- [PROBLEM TO SOLVE] From the data, return each line holding the word "shirt".

[Start of section]

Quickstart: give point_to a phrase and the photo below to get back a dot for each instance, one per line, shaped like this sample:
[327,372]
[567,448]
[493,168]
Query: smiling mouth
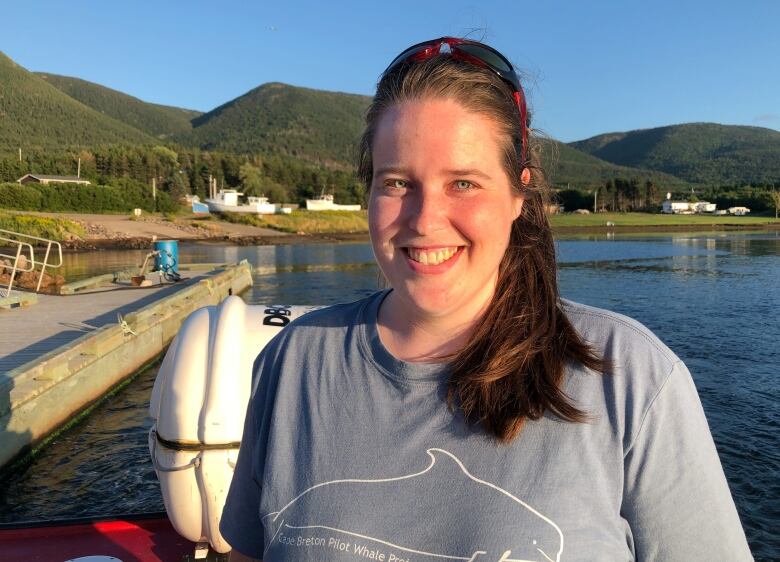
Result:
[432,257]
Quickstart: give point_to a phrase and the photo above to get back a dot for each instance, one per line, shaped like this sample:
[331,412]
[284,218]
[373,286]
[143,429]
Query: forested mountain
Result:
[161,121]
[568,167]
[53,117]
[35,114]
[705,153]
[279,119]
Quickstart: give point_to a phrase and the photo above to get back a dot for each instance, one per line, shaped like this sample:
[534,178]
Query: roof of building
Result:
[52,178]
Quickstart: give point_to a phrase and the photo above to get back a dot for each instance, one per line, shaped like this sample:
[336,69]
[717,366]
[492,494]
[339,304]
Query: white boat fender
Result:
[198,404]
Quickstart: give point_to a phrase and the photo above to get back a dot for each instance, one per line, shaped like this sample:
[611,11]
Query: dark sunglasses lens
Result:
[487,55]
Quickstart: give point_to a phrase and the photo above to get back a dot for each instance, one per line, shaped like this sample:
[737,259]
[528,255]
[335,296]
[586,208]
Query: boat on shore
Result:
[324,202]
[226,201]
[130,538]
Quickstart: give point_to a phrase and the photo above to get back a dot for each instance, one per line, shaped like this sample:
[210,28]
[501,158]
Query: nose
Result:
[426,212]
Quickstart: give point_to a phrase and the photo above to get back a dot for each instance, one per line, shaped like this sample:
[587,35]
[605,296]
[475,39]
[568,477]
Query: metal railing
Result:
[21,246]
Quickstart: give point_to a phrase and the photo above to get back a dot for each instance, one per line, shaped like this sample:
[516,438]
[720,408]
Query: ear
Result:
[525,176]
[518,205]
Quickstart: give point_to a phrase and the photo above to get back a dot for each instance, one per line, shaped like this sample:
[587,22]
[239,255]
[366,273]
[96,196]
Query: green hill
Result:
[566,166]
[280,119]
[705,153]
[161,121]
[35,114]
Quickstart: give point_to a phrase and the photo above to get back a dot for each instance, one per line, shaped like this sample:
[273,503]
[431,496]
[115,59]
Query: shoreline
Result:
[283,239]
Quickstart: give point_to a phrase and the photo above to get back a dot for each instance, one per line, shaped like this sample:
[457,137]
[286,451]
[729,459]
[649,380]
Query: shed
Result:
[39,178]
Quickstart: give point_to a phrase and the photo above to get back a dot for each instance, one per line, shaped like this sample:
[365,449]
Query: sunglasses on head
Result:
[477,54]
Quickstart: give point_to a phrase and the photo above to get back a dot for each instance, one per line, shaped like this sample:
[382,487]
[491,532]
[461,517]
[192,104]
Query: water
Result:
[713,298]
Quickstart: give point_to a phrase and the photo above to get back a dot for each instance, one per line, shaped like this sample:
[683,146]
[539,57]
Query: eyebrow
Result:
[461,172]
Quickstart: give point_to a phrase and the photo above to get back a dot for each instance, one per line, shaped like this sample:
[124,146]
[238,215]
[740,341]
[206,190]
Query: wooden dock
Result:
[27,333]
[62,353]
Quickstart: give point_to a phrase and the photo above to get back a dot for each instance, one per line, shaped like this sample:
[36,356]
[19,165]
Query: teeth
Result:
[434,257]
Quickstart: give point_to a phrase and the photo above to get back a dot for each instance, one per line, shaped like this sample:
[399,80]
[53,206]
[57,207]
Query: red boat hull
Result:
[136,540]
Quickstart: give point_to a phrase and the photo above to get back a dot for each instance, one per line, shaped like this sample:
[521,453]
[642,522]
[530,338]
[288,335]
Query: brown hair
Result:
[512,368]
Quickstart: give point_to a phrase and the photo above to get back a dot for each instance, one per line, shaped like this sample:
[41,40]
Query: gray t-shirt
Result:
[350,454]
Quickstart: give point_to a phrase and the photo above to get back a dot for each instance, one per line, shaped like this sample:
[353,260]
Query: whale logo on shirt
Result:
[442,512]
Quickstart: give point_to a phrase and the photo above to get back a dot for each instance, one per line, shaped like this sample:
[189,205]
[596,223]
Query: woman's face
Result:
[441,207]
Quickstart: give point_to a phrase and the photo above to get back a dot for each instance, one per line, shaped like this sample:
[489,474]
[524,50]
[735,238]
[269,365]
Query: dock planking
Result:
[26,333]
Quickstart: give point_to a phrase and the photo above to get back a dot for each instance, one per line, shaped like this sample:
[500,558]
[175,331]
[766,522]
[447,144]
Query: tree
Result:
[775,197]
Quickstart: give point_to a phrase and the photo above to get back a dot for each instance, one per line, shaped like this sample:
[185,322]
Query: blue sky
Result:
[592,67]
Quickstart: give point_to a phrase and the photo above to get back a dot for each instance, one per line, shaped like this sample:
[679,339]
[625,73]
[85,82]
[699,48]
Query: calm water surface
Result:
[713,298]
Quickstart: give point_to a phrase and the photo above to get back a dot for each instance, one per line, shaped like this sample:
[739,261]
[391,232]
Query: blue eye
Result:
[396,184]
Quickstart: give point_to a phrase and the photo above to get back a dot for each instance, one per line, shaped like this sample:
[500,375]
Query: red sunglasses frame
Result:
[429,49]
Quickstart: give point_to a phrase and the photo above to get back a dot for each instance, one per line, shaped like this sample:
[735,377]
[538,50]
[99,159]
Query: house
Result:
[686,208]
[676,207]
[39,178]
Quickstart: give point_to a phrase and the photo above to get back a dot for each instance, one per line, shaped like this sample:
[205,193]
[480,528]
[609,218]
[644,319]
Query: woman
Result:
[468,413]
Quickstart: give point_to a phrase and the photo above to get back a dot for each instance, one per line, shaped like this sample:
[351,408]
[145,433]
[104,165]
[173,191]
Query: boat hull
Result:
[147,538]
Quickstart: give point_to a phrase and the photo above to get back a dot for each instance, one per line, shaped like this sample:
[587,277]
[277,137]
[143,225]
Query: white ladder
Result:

[End of section]

- [SOLVED PROBLEM]
Query: gray t-shirt
Query: whale logo on shirt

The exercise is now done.